Texto de referencia:
------------------------

Primero aclaro mi hipótesis: el principio eje del Estado de derecho es la igualdad ante la ley. Este principio no puede ser aplicado en la práctica porque nos es insoportable la igualdad en la convivencia. En otras palabras, como no podemos aceptarnos como iguales, tampoco podemos aceptar una relación igual ante las leyes.
Desde el 2010 y luego en 2022 publiqué reflexiones sobre la insoportable igualdad. Corresponde a miradas profundas académicas y no académicas descifrar cómo construimos en la práctica nuestra relación de cara al principio formal de la igualdad y la producción al respecto ha fluido desde diversas disciplinas. No sé si la perspectiva que aquí apunto ha sido desarrollada.
Observar esto en mi vida diaria se ha convertido tal vez en una obsesión. Pongo atención a rutinas y rituales confirmando, a mi entender, que interactuamos usando un reflejo que intenta desigualarnos de todas las maneras posibles. Encuentro espacios y eventos donde esto no es así y la acción colectiva hace converger la norma y las prácticas que igualan, pero estoy seguro que esto abarca una proporción muy reducida en la manera de relacionarnos.
Volví recientemente a estas reflexiones luego de revisar varios informes que confirman una vez más la persistencia de la impunidad e incluso el crecimiento de esta en los delitos más graves, comenzando por el homicidio intencional. “En 2022, la impunidad alcanzó una media nacional de 96.3 de los casos conocidos por el Ministerio Público, lo que supone un incremento de 4.5 puntos porcentuales en comparación con 2021”, cité en colaboración reciente.
Creo que como sociedad y Estado estamos encerrados en un ciclo de repetición que, como tal, reproduce nuestros problemas con la ley y nada resuelve. En mi memoria, hace cuatro décadas se comenzaba a denunciar la impunidad y hace tres ya había primeras aproximaciones empíricas para medirla. Esperar que algo cambie, luego de decenas o centenas de reformas, promesas políticas, programas, presupuestos e infraestructura, todo supuestamente destinado a reducir la impunidad, carece de la más elemental lógica.
La explicación a todo esto no está en la ley, también lo tengo claro; al revés, hágase lo que se haga con las reformas normativas interminables, en la práctica la red de intereses que entrelaza las burocracias de la justicia y la ciudadanía ha aprendido sofisticados mecanismos que normalizaron hace mucho -acaso desde siempre- la impunidad. Tenemos que reconstruir completamente nuestra comprensión de cómo funciona y a quién le funciona la manipulación de la ley. Por ejemplo, un texto reciente aquí reseñado abre paso hacia otras perspectivas de la llamada mordida, entendida esta “como forma de vida”.

------------------------

Tarea asignada 1:
Responda, a partir del texto de referencia, las siguientes preguntas:
(a) ¿Qué principio se señala como eje del Estado de derecho?
(b) ¿En qué años se publicaron reflexiones sobre la insoportable igualdad?
(c) ¿Cómo se entiende la llamada mordida en el texto reciente que se menciona al final?
Tarea asignada 2: Prolongue el texto sobre la igualdad ante la ley a partir de su última oración.

------------------------

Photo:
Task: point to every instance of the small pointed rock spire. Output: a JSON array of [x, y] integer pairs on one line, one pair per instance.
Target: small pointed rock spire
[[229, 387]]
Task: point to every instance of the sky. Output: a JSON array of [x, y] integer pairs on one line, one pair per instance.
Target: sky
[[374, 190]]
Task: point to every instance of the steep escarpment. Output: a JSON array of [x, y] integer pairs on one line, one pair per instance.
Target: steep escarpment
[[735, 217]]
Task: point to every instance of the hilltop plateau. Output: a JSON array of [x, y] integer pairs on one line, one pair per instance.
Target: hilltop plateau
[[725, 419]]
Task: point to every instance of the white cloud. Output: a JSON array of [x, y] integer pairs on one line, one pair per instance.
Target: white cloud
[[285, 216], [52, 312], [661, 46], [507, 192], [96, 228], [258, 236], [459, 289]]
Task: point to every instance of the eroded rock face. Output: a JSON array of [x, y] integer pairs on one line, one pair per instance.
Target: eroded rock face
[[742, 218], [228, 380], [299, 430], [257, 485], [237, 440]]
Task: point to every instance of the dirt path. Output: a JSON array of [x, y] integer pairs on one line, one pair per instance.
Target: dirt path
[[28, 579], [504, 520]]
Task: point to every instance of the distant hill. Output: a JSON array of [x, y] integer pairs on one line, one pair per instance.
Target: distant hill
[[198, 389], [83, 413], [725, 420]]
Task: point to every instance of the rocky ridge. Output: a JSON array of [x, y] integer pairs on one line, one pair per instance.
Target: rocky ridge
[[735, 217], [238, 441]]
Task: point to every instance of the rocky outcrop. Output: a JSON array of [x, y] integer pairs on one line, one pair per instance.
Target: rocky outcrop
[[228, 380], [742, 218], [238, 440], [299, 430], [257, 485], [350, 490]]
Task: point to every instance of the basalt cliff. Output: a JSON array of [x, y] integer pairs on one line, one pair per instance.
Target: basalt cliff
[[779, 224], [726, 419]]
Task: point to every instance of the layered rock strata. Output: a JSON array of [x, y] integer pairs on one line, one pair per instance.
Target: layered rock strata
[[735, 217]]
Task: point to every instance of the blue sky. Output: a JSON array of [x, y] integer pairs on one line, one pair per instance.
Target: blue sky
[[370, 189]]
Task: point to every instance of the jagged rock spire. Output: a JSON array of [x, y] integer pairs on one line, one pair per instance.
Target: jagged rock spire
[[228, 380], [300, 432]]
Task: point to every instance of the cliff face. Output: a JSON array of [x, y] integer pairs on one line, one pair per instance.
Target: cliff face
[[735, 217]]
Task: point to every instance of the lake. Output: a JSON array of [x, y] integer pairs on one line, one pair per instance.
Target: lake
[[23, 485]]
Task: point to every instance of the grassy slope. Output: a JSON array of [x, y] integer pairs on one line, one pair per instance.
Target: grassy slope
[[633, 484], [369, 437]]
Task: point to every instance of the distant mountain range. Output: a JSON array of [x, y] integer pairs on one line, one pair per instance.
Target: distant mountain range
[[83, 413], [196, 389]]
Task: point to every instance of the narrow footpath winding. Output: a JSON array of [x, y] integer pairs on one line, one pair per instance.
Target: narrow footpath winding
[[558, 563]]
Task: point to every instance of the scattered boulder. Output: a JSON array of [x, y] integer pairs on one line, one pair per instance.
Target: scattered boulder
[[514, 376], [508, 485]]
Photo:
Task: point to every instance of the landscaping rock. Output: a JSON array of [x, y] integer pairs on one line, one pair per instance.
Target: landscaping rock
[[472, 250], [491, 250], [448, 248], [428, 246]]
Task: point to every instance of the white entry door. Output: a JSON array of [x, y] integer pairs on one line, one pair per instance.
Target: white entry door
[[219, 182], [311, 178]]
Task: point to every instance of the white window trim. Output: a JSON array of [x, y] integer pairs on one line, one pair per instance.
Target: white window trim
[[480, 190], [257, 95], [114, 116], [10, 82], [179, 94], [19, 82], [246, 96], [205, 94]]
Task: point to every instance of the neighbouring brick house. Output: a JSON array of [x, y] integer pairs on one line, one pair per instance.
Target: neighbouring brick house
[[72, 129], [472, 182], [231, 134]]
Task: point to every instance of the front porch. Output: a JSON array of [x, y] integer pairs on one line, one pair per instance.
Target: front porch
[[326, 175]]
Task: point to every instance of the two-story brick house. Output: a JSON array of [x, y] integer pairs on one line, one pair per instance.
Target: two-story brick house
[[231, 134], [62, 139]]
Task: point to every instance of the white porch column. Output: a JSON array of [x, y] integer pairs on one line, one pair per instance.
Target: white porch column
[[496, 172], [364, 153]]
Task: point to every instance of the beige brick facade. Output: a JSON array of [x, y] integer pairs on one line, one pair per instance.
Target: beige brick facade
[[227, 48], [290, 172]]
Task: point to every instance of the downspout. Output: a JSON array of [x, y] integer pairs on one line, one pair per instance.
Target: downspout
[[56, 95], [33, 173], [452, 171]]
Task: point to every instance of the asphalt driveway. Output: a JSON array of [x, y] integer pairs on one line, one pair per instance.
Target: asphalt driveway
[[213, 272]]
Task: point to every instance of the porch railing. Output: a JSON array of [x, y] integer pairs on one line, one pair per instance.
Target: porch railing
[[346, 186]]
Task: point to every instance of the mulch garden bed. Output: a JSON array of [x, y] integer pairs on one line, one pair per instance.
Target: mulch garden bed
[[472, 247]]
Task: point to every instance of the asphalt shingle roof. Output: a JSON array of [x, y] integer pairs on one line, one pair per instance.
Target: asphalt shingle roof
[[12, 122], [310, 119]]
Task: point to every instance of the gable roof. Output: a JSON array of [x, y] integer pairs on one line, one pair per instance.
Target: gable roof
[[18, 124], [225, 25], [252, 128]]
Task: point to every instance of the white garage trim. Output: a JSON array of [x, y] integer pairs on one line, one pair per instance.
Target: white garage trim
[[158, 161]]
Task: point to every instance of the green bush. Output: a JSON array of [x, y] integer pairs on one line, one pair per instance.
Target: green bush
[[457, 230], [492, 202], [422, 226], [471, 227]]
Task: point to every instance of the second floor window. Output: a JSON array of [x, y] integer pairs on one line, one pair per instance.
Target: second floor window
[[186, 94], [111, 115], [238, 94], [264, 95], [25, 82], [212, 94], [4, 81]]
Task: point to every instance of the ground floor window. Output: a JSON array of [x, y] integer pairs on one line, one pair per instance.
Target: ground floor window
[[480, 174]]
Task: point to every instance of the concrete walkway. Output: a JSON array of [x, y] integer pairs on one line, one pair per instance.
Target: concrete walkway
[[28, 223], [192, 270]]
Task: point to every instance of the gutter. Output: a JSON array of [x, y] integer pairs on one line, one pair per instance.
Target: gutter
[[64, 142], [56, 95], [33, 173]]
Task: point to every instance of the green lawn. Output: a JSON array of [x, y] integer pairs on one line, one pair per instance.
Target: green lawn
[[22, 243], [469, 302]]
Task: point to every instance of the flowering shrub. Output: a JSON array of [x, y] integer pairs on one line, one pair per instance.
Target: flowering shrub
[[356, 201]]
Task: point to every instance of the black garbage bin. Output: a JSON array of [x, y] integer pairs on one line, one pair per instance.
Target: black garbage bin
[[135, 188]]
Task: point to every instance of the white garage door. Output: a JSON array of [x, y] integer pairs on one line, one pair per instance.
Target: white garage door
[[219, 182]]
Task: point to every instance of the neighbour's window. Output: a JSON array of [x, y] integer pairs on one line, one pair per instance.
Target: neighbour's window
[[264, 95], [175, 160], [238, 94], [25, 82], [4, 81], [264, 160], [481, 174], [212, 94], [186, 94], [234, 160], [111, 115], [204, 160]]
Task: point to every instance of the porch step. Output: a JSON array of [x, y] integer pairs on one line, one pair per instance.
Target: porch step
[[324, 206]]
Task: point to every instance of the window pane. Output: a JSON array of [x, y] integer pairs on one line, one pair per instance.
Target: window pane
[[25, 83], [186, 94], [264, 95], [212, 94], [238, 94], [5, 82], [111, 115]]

------------------------

Área de respuesta 1:
(a) La igualdad ante la ley.
(b) En 2010 y en 2022.
(c) Como forma de vida.

Área de respuesta 2:
En mi obsesiva mirada hacia nuestra convivencia lo que más me llama la atención es el conflicto con aquello que implica esperar un turno. La espera de un turno es un mecanismo que nos iguala y justamente por eso es insoportable para muchas personas por todas partes. Nunca olvidaré aquella frase de la señora en el puesto de tlacoyos: “a mi esposo no le gusta esperar”. El conflicto ante la práctica que iguala en la interacción cotidiana es en realidad el trasfondo del conflicto ante la regla que iguala.
La impunidad es síntoma paradigmático de la manipulación de la ley que fractura el principio de igualdad ante ella; es una representación paradigmática de la imposible subordinación política y social al principio de igualdad ante la ley y no veo manera de que esto se desmonte si seguimos sin entender el sustrato del conflicto con la igualdad.
Nadie en la llamada clase política y muy pocas personas en la sociedad reconocen en voz alta que en la práctica respetar el principio de igualdad ante la ley nos es imposible y justo eso es parte fundamental del problema. No podemos construir una conciencia colectiva al respecto porque la disponibilidad de la norma, exactamente como la posibilidad de manipular un turno, es una preferencia hegemónica que va desde lo micro -la fila para esperar el tlacoyo- hasta lo macro -la complicidad de las élites a favor de la impunidad, diferenciada según lealtades-.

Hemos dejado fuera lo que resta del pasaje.